Task to carry out:
Nothing in the records may be dropped or altered when you repeat them.

The data section start

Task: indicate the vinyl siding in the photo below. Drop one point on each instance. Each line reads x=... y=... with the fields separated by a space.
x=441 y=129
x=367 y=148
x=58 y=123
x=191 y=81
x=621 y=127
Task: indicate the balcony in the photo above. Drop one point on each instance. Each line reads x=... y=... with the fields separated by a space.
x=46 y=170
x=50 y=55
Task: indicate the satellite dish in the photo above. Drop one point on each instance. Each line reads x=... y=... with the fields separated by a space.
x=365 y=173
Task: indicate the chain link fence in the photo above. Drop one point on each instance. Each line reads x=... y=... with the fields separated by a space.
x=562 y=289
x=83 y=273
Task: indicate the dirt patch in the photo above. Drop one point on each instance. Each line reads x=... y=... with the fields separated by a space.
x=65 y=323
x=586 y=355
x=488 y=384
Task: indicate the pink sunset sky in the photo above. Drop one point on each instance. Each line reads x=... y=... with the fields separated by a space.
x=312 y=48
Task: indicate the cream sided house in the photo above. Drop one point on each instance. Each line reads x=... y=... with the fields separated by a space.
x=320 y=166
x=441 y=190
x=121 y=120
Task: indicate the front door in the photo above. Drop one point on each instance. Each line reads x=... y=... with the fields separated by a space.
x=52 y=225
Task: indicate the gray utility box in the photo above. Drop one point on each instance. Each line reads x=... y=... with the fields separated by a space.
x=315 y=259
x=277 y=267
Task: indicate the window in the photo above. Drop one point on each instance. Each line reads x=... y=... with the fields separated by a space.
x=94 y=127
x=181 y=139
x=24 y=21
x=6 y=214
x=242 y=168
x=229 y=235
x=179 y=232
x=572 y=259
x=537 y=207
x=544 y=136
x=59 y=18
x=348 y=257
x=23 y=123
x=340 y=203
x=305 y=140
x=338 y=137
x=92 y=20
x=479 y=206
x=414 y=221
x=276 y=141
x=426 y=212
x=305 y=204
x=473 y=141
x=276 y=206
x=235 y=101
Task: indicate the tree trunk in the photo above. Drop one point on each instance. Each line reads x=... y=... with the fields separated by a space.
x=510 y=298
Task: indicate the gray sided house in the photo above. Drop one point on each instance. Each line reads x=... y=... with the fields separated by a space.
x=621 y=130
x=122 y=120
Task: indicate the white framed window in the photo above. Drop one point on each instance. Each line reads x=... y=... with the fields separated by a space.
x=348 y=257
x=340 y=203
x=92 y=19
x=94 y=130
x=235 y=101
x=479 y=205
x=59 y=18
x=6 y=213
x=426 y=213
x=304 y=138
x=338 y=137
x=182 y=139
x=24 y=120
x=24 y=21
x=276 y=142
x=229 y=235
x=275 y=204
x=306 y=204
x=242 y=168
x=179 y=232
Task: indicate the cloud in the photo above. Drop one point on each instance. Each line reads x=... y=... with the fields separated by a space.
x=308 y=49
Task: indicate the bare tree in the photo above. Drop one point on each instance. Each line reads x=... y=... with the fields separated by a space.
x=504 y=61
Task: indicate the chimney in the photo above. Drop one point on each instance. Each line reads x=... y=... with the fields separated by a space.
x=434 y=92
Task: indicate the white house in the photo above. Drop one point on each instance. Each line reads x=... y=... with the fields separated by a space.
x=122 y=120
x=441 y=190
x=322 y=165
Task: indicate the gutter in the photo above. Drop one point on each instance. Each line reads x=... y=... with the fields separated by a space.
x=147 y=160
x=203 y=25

The data section end

Exercise response:
Task: indicate the vinyl siding in the photo below. Drop one point on each instance. Each line reads x=... y=... with the fields separated by a space.
x=441 y=129
x=367 y=148
x=58 y=123
x=191 y=81
x=621 y=127
Task: indicate the balcony in the photo above. Drop one point on each instance. Each line reads x=... y=... with the fields separated by a space.
x=46 y=170
x=50 y=55
Task: indicate the satellite dish in the photo above. Drop one point on each instance. Each line reads x=... y=... with the fields separated by a space.
x=365 y=173
Task: indicate the chain link fence in the photo above. Drop one point on each instance. Each line reads x=... y=... with the fields separated by a space.
x=562 y=289
x=83 y=273
Task: indicate the dirt patch in the photo above. Drop one point on each instance. Each line reads x=... y=... with the fields separated by a space.
x=65 y=323
x=586 y=355
x=488 y=384
Task: indicate the pink sunset sky in the photo above. Drop one point on each instance. Each line reads x=... y=... with the fields separated by a space.
x=312 y=48
Task: indicate the cream sided house in the photo above. Drop one point on each instance. Each line reads x=... y=... with the fields separated by a space.
x=320 y=166
x=441 y=190
x=121 y=120
Task: indicate the front door in the photo above. Drop one point on each instance. Each line reads x=... y=... with the fields separated by a space.
x=52 y=225
Task: indicate the gray utility box in the photo above. Drop one point on each instance. Each line reads x=... y=... with the fields separated by a space.
x=315 y=259
x=277 y=267
Task: indicate the window in the photo above. Drop one point on each instance. Each line reads x=... y=... with the fields separated by a space.
x=94 y=127
x=181 y=139
x=24 y=21
x=6 y=214
x=242 y=168
x=229 y=235
x=179 y=232
x=572 y=259
x=537 y=207
x=544 y=136
x=59 y=18
x=348 y=257
x=23 y=123
x=340 y=203
x=305 y=140
x=338 y=137
x=92 y=20
x=479 y=206
x=414 y=221
x=276 y=141
x=426 y=212
x=305 y=204
x=473 y=141
x=276 y=206
x=235 y=101
Task: indicate the tree trunk in the photo above. Drop one point on each instance. Each line reads x=... y=... with the fields separated by a space.
x=510 y=298
Task: indicate the gray sided house in the photo above. Drop one point on each instance. Each line reads x=... y=... with the fields separated by a space.
x=621 y=130
x=122 y=120
Task: indicate the white framed window in the photo above. Drop one point on each instance. Each line reads x=... y=... with the fields separated by a space.
x=348 y=257
x=340 y=203
x=92 y=19
x=94 y=130
x=235 y=101
x=479 y=205
x=59 y=18
x=6 y=213
x=426 y=213
x=304 y=138
x=338 y=137
x=182 y=139
x=24 y=120
x=24 y=21
x=276 y=142
x=229 y=235
x=275 y=204
x=306 y=204
x=242 y=168
x=179 y=232
Task: indicate the cloud in the photo above. Drop one point on each instance. Each line reads x=... y=... with the fields separated by a space.
x=308 y=49
Task: indicate the bare tree in the photo above. Drop one point on each instance. Each line reads x=... y=... with the fields separated by a space.
x=504 y=61
Task: indicate the chimney in the photo above. Drop one point on each instance. Each line reads x=... y=... with the fields separated by a space.
x=434 y=92
Task: indicate the white house in the photo above. Drop one point on each instance. Each line reads x=... y=... with the fields separated by a space.
x=122 y=120
x=441 y=190
x=322 y=165
Task: indicate the gutter in the photo above. Drop one point on each instance. Each line reads x=... y=... with the fields separated by a space.
x=147 y=160
x=203 y=25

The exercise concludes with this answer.